* _What is required_
Return exactly those lines of the material below that fall between the line holding "Target: paved path" and the line holding "of the tree", inclusive.

* _Source data_
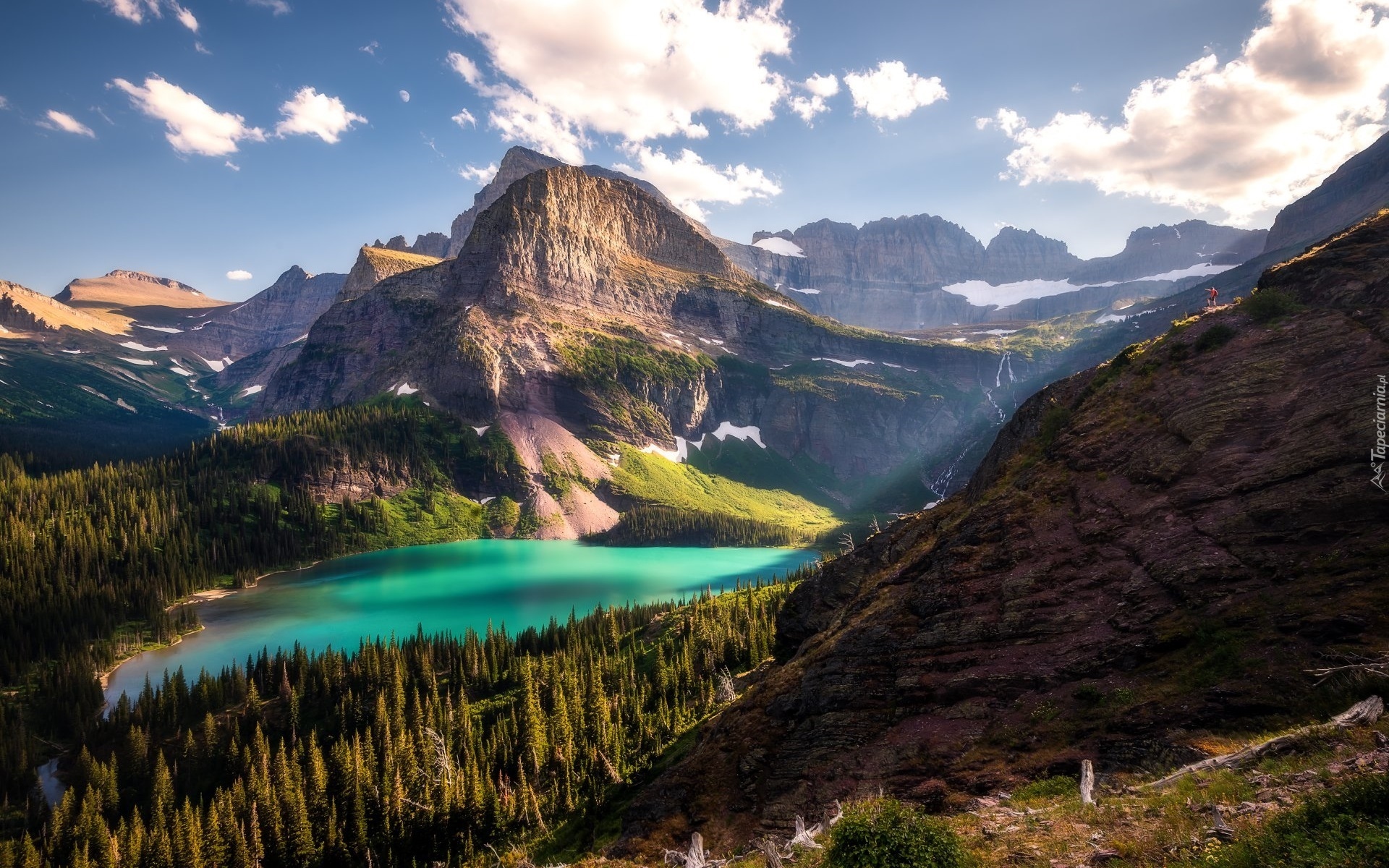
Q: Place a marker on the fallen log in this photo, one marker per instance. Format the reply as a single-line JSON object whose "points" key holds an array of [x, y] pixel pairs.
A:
{"points": [[1362, 714]]}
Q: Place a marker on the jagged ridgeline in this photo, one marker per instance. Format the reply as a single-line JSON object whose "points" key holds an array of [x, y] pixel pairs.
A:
{"points": [[421, 752], [96, 555]]}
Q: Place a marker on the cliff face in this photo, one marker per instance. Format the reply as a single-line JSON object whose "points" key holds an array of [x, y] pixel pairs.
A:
{"points": [[889, 274], [1354, 192], [590, 302], [273, 317], [1181, 534]]}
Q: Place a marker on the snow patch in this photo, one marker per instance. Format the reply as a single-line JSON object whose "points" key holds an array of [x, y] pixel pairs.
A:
{"points": [[781, 246], [841, 362], [742, 433]]}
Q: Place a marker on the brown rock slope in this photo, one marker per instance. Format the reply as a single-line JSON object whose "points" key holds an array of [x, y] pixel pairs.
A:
{"points": [[590, 302], [1153, 546]]}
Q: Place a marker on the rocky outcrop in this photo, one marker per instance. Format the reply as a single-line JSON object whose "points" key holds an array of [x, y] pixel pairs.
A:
{"points": [[273, 317], [590, 302], [1155, 250], [1155, 546], [24, 310], [1352, 193], [375, 264]]}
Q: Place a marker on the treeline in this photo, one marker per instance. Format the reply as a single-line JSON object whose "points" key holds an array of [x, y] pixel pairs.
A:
{"points": [[656, 525], [85, 552], [412, 753]]}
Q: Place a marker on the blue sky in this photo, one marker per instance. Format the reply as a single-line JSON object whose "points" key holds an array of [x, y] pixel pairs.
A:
{"points": [[102, 187]]}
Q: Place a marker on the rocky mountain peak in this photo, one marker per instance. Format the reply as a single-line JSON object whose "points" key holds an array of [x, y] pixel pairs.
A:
{"points": [[564, 231]]}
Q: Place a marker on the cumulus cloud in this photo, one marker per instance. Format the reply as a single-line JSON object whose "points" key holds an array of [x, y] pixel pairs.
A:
{"points": [[184, 17], [193, 125], [66, 122], [631, 69], [132, 10], [818, 88], [315, 114], [891, 93], [483, 175], [688, 181], [464, 67], [1304, 93]]}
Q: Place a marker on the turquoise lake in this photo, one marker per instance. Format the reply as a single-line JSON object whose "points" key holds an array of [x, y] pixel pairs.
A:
{"points": [[449, 587]]}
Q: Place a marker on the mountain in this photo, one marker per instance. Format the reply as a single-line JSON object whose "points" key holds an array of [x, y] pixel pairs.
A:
{"points": [[913, 273], [1352, 193], [587, 310], [374, 264], [273, 317], [1152, 548], [120, 297], [519, 163], [25, 312]]}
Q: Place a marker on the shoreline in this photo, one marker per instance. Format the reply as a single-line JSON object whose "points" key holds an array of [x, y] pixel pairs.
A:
{"points": [[193, 599]]}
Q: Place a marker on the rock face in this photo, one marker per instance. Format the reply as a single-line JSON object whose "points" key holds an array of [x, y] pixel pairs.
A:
{"points": [[1159, 545], [24, 310], [590, 302], [1155, 250], [516, 164], [273, 317], [1352, 193], [889, 274], [375, 264]]}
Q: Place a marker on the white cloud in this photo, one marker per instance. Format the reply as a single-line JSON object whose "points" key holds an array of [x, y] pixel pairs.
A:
{"points": [[184, 17], [464, 67], [820, 89], [632, 69], [193, 125], [315, 114], [132, 10], [891, 93], [66, 122], [483, 175], [1304, 93], [689, 181]]}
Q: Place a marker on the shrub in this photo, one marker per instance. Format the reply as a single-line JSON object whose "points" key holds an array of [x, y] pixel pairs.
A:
{"points": [[1346, 827], [1215, 336], [888, 833], [1268, 305], [1049, 788]]}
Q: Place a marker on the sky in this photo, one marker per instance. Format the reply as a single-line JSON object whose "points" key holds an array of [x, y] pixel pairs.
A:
{"points": [[220, 142]]}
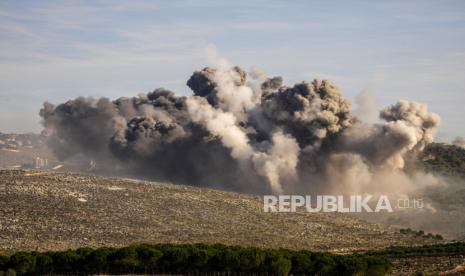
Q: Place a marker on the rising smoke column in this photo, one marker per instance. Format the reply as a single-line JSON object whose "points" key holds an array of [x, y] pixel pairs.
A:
{"points": [[244, 136]]}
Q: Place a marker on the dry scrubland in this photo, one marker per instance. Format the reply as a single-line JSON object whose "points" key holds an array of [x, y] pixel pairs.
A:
{"points": [[56, 211]]}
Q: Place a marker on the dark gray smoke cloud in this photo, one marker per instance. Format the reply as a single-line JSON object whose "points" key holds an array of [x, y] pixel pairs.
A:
{"points": [[243, 136]]}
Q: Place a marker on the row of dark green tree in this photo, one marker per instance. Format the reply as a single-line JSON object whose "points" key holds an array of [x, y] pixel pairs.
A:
{"points": [[191, 259], [455, 248]]}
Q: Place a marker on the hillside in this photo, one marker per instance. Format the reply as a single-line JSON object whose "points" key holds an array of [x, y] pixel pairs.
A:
{"points": [[443, 159], [43, 211]]}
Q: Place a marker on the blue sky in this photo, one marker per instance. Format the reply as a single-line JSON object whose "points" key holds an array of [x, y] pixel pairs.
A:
{"points": [[57, 50]]}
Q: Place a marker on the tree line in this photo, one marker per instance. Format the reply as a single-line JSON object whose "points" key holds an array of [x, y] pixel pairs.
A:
{"points": [[190, 259]]}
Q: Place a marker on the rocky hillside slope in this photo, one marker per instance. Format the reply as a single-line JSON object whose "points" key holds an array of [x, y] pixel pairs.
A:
{"points": [[45, 211]]}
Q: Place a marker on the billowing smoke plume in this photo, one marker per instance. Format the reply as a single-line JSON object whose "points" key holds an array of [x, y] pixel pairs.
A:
{"points": [[256, 136], [459, 142]]}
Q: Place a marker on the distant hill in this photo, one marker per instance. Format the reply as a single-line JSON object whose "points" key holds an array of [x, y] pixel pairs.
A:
{"points": [[444, 159], [45, 211]]}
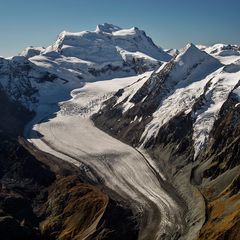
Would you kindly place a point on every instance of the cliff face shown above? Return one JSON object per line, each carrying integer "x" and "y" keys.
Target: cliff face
{"x": 42, "y": 197}
{"x": 190, "y": 127}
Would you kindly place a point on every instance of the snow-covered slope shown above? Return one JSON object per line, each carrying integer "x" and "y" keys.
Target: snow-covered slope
{"x": 103, "y": 44}
{"x": 107, "y": 52}
{"x": 50, "y": 74}
{"x": 193, "y": 82}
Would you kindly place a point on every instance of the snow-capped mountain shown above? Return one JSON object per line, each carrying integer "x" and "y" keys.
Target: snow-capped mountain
{"x": 107, "y": 52}
{"x": 40, "y": 74}
{"x": 182, "y": 115}
{"x": 178, "y": 111}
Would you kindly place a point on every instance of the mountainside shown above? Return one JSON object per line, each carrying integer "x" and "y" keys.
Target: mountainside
{"x": 43, "y": 75}
{"x": 123, "y": 139}
{"x": 182, "y": 115}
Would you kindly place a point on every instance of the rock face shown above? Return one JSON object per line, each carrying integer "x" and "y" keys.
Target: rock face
{"x": 42, "y": 197}
{"x": 186, "y": 116}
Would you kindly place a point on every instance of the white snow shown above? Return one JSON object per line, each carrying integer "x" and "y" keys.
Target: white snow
{"x": 130, "y": 91}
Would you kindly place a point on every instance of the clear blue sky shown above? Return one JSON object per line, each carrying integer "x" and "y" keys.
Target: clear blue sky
{"x": 170, "y": 23}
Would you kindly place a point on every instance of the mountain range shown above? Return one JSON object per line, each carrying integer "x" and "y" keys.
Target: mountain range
{"x": 125, "y": 140}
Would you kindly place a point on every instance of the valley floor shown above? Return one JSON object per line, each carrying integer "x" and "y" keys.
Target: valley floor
{"x": 126, "y": 174}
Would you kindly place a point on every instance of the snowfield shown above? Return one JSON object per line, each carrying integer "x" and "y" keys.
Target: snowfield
{"x": 125, "y": 172}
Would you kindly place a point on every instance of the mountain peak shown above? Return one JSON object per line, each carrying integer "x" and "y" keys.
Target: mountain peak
{"x": 107, "y": 28}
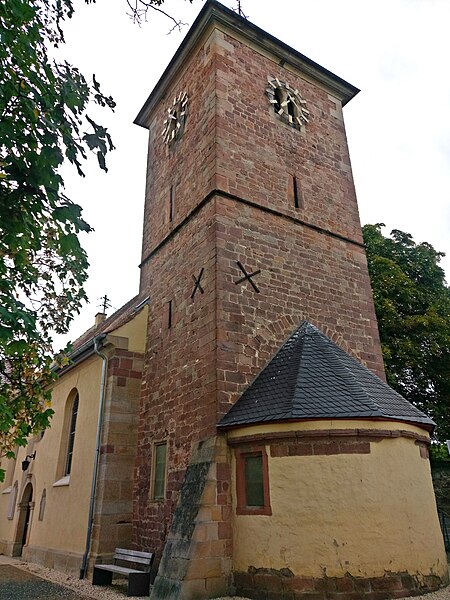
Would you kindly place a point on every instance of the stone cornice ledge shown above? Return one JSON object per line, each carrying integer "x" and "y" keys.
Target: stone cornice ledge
{"x": 215, "y": 12}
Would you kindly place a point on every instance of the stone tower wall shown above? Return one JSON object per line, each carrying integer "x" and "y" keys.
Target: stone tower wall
{"x": 231, "y": 173}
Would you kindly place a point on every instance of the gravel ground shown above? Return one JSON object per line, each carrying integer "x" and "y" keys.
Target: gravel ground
{"x": 84, "y": 589}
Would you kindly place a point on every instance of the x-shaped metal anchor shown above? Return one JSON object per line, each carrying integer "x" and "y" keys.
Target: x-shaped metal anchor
{"x": 248, "y": 277}
{"x": 197, "y": 284}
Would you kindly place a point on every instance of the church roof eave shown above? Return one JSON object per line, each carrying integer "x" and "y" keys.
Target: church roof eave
{"x": 311, "y": 378}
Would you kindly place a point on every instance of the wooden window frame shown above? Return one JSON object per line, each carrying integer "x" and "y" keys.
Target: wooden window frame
{"x": 163, "y": 497}
{"x": 74, "y": 409}
{"x": 241, "y": 500}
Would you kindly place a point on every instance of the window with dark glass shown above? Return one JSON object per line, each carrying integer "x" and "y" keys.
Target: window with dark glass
{"x": 252, "y": 481}
{"x": 159, "y": 471}
{"x": 254, "y": 484}
{"x": 73, "y": 425}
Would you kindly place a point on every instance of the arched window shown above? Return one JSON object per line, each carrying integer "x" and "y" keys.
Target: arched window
{"x": 69, "y": 425}
{"x": 12, "y": 500}
{"x": 42, "y": 505}
{"x": 73, "y": 425}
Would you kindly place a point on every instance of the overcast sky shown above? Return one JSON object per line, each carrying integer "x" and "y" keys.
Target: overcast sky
{"x": 398, "y": 126}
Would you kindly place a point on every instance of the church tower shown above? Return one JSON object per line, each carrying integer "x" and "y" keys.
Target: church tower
{"x": 251, "y": 228}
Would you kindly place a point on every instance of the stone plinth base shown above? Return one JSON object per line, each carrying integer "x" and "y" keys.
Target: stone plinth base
{"x": 269, "y": 584}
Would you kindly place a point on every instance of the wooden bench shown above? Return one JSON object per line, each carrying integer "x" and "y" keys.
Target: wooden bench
{"x": 138, "y": 579}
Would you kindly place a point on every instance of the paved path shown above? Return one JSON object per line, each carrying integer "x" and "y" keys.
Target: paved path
{"x": 17, "y": 584}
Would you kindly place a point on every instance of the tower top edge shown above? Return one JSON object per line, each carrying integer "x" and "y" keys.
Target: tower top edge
{"x": 215, "y": 15}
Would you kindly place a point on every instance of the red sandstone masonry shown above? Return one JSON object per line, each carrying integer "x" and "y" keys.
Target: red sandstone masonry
{"x": 220, "y": 340}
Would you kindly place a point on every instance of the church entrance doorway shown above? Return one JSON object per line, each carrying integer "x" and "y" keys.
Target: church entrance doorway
{"x": 26, "y": 506}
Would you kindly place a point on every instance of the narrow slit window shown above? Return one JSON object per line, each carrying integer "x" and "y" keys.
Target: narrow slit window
{"x": 171, "y": 200}
{"x": 159, "y": 471}
{"x": 297, "y": 192}
{"x": 169, "y": 314}
{"x": 73, "y": 425}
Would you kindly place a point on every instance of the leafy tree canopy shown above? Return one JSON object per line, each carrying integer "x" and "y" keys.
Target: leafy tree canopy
{"x": 43, "y": 121}
{"x": 412, "y": 303}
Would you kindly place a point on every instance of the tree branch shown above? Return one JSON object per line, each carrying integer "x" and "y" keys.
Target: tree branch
{"x": 139, "y": 11}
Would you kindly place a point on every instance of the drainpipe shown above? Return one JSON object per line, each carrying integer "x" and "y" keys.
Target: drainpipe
{"x": 97, "y": 345}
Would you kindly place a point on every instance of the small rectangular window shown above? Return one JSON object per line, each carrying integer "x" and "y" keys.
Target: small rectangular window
{"x": 296, "y": 192}
{"x": 254, "y": 485}
{"x": 159, "y": 471}
{"x": 252, "y": 482}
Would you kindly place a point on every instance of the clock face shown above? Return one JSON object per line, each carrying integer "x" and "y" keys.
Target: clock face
{"x": 287, "y": 103}
{"x": 176, "y": 117}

* _Answer box_
Target: paved path
{"x": 17, "y": 584}
Would you kindly place a point on every instance of the tower top edge shown above? Return one JSON object per line, each carrying integer "x" and "y" keys.
Target: tower top edge
{"x": 215, "y": 15}
Would you kindly place a point on every instance of the red sandstone masonry shown above? Return one JSON object per line, each carrying integer "x" and "y" keys.
Target: red sandstone masonry
{"x": 220, "y": 340}
Would you kindly place a point on every instance of the church entrance doorway shown above? Return one JSON object per line, each carrying integer "x" and "y" keys.
Target: church entrance doorway
{"x": 26, "y": 506}
Would you kindly place a point on every instance of the narrow slit window shown above? Return one JSON object per line, each carrying integer "x" and "y" keys.
Target: narrow slit window
{"x": 171, "y": 200}
{"x": 159, "y": 471}
{"x": 297, "y": 192}
{"x": 169, "y": 314}
{"x": 73, "y": 425}
Would you kindly place a point on every instance of the leafy tree canopy shown above? Return one JSON object per line, each carrying integer "x" and "y" keys.
Target: leafy tree canopy
{"x": 43, "y": 121}
{"x": 412, "y": 303}
Would you kindly place a point on every instance of the tree branch shown above? Return one JSON object per line, each carrying integer "x" and "y" keys.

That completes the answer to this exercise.